[start of PROVIDED RECORDS]

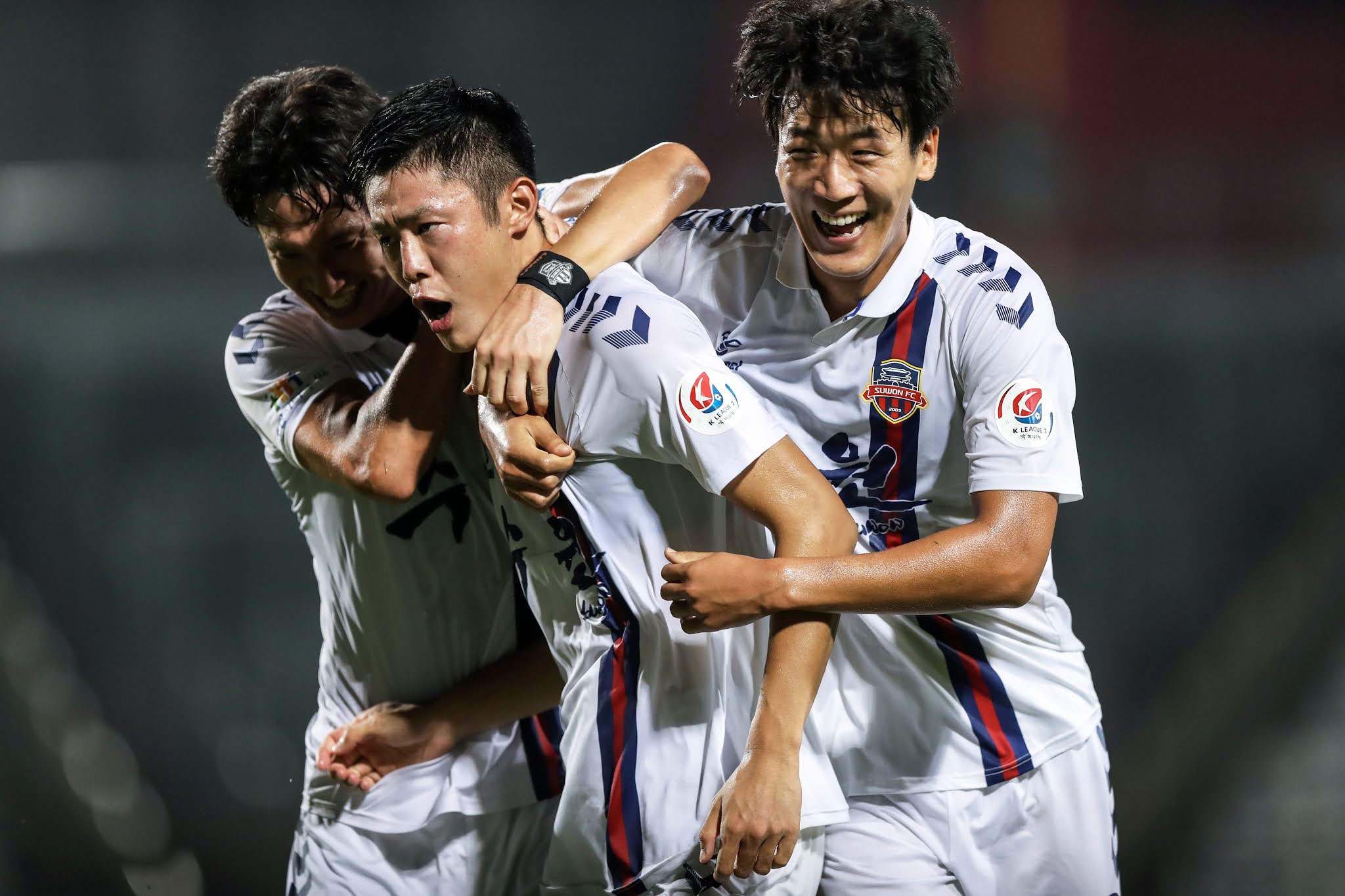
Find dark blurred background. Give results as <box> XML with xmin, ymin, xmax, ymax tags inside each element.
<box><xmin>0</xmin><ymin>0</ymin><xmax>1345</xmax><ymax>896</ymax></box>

[end of PROVIDED RECORDS]
[start of PROVIDED RECORDS]

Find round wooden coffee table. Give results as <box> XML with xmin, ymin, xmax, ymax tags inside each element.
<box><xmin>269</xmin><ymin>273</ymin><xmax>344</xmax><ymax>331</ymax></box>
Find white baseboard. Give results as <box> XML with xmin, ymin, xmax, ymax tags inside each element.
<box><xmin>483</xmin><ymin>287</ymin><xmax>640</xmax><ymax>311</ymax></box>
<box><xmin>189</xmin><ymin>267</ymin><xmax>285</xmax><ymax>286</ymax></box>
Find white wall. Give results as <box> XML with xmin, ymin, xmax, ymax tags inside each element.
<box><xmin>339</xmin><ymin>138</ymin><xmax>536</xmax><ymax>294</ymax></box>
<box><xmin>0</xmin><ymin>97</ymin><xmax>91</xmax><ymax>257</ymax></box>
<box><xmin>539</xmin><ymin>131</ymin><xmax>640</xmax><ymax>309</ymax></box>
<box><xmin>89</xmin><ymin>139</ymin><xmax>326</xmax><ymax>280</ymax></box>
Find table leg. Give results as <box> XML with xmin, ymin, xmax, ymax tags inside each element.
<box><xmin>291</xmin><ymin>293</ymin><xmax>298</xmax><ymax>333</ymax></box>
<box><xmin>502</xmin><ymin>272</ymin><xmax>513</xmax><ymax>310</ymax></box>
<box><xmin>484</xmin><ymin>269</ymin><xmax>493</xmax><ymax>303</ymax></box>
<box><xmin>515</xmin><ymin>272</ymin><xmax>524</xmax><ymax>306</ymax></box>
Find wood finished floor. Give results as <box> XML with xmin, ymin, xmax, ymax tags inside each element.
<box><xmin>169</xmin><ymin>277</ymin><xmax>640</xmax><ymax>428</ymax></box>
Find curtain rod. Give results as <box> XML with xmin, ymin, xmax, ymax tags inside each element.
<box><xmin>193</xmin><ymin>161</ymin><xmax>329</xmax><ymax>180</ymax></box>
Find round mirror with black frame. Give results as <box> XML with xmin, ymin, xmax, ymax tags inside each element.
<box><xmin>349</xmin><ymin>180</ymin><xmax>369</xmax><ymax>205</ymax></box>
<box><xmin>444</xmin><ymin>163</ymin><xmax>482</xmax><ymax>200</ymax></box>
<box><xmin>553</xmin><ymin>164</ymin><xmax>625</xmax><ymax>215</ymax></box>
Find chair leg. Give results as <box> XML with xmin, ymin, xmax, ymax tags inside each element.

[end of PROVIDED RECORDS]

**DIRECTIONS:** Copy out every line of the material above that contains the word "element", keeping each line whole.

**REPLY:**
Find dark blurred background. Give results as <box> XML with xmin, ymin, xmax, ymax tags inside each element.
Find round wooden coffee table. Give results as <box> XML with xmin, ymin, xmax, ymax tags inside each element.
Find white baseboard. Give results as <box> XML with xmin, ymin, xmax, ymax tags inside each element.
Find white wall. Give results as <box> XML with xmin, ymin, xmax, ymax tags inside each element.
Find table leg. Give results as <box> XML with xmin, ymin, xmax, ymax tags inside each element.
Find wood finished floor. Give results as <box> XML with xmin, ymin, xmax, ymax tags inside each element.
Find curtain rod. Give results as <box> XML with xmin, ymin, xmax, ymax tags inside each element.
Find round mirror with black frame. Give results as <box> XML with xmin, ymin, xmax, ymax tags inside each element.
Find chair leg. Give results as <box> XML with xmin, ymin, xmax, ymax tags inside each element.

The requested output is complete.